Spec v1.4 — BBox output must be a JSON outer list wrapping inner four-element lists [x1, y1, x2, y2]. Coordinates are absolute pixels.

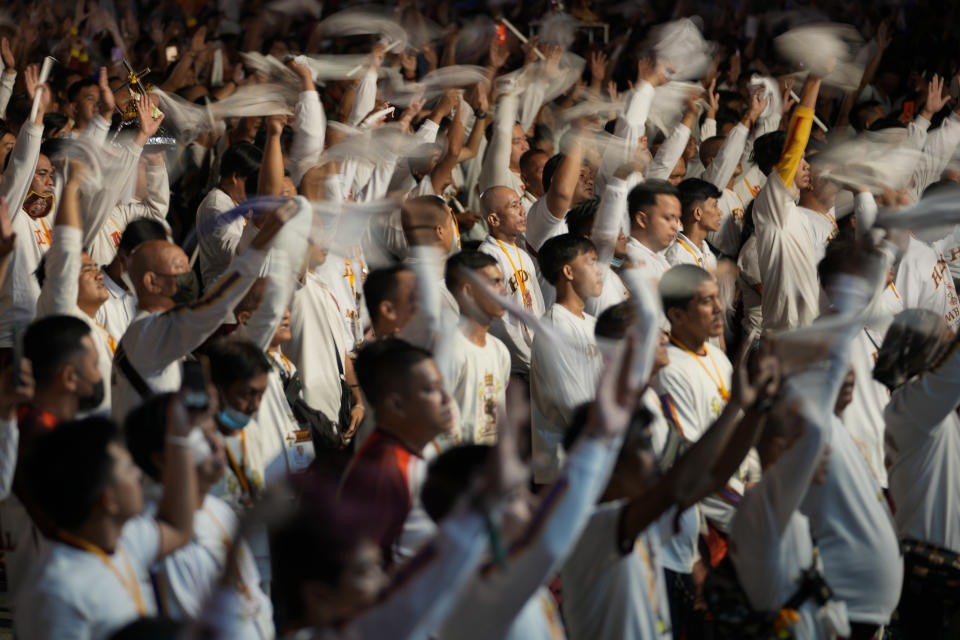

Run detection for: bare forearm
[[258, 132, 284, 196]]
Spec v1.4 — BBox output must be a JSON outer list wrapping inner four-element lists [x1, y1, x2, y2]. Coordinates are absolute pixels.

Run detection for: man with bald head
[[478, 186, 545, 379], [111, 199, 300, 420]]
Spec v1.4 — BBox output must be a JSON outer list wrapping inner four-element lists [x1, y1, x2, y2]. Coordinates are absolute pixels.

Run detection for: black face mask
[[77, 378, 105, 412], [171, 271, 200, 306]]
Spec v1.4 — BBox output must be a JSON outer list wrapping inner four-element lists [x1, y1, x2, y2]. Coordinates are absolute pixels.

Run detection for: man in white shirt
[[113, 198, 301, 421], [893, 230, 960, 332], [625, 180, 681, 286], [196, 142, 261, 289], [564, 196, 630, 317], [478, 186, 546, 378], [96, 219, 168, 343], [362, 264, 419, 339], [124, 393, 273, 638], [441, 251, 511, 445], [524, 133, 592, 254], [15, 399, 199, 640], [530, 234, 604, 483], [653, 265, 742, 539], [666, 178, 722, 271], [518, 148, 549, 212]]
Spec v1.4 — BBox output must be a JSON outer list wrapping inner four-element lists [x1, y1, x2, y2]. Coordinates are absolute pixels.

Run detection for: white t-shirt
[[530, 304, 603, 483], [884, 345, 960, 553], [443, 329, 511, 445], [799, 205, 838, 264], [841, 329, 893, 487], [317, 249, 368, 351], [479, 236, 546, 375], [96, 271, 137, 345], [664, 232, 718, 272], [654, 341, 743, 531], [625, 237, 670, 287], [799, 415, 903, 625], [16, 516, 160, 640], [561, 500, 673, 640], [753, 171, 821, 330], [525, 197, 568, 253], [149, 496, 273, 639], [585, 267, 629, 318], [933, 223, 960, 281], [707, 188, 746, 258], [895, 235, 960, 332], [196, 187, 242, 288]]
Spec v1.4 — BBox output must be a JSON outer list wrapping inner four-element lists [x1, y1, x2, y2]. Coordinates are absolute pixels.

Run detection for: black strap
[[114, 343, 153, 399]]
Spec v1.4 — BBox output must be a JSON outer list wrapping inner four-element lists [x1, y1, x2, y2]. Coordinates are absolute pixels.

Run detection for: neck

...

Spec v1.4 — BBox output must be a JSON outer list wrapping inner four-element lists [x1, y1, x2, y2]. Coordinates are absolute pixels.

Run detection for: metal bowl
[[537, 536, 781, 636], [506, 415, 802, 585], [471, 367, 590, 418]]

# WHAT YOU SHOULD DO
Return exactly, and only, the lines above starting at the line that contains "Run detection for: black face mask" and ending at the line that contains "Run detection for: neck".

# TASK RESPONSE
Run detection for: black face mask
[[77, 378, 105, 412], [171, 271, 200, 306]]
Spec v1.4 — BBox output must be a JSON outer list wrapping inner four-element lists [x1, y1, x2, y2]. Coordinates are absolute pixels.

Run detection for: man in white shirt
[[113, 198, 301, 421], [893, 230, 960, 332], [625, 180, 681, 286], [196, 142, 261, 289], [564, 196, 630, 317], [478, 186, 546, 378], [96, 219, 168, 343], [362, 264, 419, 339], [124, 393, 273, 638], [441, 251, 511, 445], [524, 133, 592, 254], [15, 399, 199, 640], [530, 234, 604, 483], [653, 265, 742, 539], [666, 178, 722, 271], [518, 148, 549, 212]]
Spec v1.4 — BBox output must be a JSON outer list wrapping inner four-element lists [x1, y1, x2, y2]. Coordinates are absolute pixels.

Run detection for: white t-shirt
[[530, 304, 603, 483], [884, 345, 960, 553], [443, 329, 511, 445], [799, 205, 838, 264], [841, 329, 893, 487], [317, 249, 368, 351], [479, 236, 546, 375], [96, 271, 137, 345], [664, 232, 718, 272], [654, 341, 743, 531], [625, 237, 670, 287], [799, 415, 903, 625], [16, 516, 160, 640], [561, 500, 673, 640], [753, 171, 821, 330], [525, 197, 568, 253], [149, 496, 273, 639], [585, 267, 629, 318], [933, 223, 960, 281], [707, 188, 746, 258], [895, 235, 960, 332], [196, 187, 242, 288]]
Spec v1.4 — BBox output must be a JSON outer list wrapping inner four-element lists [x1, y1, x2, y2]. Coordinates are absolute pixels.

Run detection for: black strap
[[114, 343, 153, 399]]
Spec v1.4 — BBox output must be a JSON outer list wrapping inner four-element lists [x1, y1, x2, y2]. Coordinates are absolute pixels.

Run detection for: neck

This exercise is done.